=== Brief ===
Will you quote only the lines starting at the one that contains "The service SHOULD place a point on the short-sleeve" and ending with the last line of the listing below, inclusive?

=== Excerpted data ===
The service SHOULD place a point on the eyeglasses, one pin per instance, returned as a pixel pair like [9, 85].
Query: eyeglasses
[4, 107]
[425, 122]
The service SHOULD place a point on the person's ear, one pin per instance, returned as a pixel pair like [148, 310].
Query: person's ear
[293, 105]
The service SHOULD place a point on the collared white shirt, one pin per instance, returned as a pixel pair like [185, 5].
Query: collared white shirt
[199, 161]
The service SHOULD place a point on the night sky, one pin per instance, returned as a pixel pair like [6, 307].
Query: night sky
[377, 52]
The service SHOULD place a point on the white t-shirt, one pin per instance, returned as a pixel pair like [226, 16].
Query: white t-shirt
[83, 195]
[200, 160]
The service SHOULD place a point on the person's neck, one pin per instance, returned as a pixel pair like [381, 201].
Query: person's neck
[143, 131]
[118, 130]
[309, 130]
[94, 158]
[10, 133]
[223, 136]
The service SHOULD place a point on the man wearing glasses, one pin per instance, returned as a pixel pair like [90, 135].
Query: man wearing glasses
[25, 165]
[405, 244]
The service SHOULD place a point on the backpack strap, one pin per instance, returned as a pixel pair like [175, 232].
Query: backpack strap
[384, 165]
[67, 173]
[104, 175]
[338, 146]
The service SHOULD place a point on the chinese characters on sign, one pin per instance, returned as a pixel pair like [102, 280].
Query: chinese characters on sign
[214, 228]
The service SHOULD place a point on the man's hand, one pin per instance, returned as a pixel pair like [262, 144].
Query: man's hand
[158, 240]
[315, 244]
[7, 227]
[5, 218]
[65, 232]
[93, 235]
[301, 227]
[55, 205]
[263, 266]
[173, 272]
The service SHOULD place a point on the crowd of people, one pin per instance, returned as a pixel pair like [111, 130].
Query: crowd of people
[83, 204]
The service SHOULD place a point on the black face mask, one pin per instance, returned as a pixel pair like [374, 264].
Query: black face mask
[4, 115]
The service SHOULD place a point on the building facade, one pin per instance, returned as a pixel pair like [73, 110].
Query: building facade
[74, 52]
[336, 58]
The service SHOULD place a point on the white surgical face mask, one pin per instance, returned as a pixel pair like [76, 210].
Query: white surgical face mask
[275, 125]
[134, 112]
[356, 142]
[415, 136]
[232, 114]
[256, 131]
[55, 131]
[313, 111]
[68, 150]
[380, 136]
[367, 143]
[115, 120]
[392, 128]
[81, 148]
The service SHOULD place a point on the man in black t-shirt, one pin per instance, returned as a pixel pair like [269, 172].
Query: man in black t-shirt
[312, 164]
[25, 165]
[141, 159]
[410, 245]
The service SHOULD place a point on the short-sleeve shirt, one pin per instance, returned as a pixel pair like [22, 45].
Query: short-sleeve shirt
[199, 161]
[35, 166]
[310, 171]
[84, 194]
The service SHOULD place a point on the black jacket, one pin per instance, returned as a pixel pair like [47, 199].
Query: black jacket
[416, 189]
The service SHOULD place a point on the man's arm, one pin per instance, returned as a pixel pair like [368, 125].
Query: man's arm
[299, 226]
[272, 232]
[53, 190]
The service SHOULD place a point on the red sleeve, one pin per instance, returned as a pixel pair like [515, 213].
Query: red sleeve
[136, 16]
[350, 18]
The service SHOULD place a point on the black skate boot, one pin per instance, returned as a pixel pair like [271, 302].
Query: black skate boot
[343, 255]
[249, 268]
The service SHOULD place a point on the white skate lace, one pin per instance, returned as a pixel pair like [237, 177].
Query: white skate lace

=== Result ===
The service SHOULD place a point on the short-sleeve shirt, one pin per instance, returned as a pixel pair like [22, 45].
Query: short-sleeve shirt
[199, 161]
[35, 166]
[310, 171]
[84, 194]
The service SHOULD place a point on the black jacket, one pin per instance, returned as a pixel pair like [47, 199].
Query: black jacket
[416, 189]
The service SHOULD place a point on the man's arm, one pin per instance, returned as a pixel pair like [368, 125].
Query: man's arm
[299, 226]
[272, 232]
[53, 190]
The service SHOULD place a point on the red sleeve, one pin per instance, returned as a pixel pair like [515, 213].
Query: red sleeve
[136, 16]
[350, 18]
The service SHOULD place a point on the black skate boot, one pin per instance, returned as a pixel pair like [271, 302].
Query: black skate boot
[343, 255]
[249, 268]
The service SHOULD place a point on the white skate lace, one pin per instance, returned as a pixel pair like [237, 177].
Query: white skate lace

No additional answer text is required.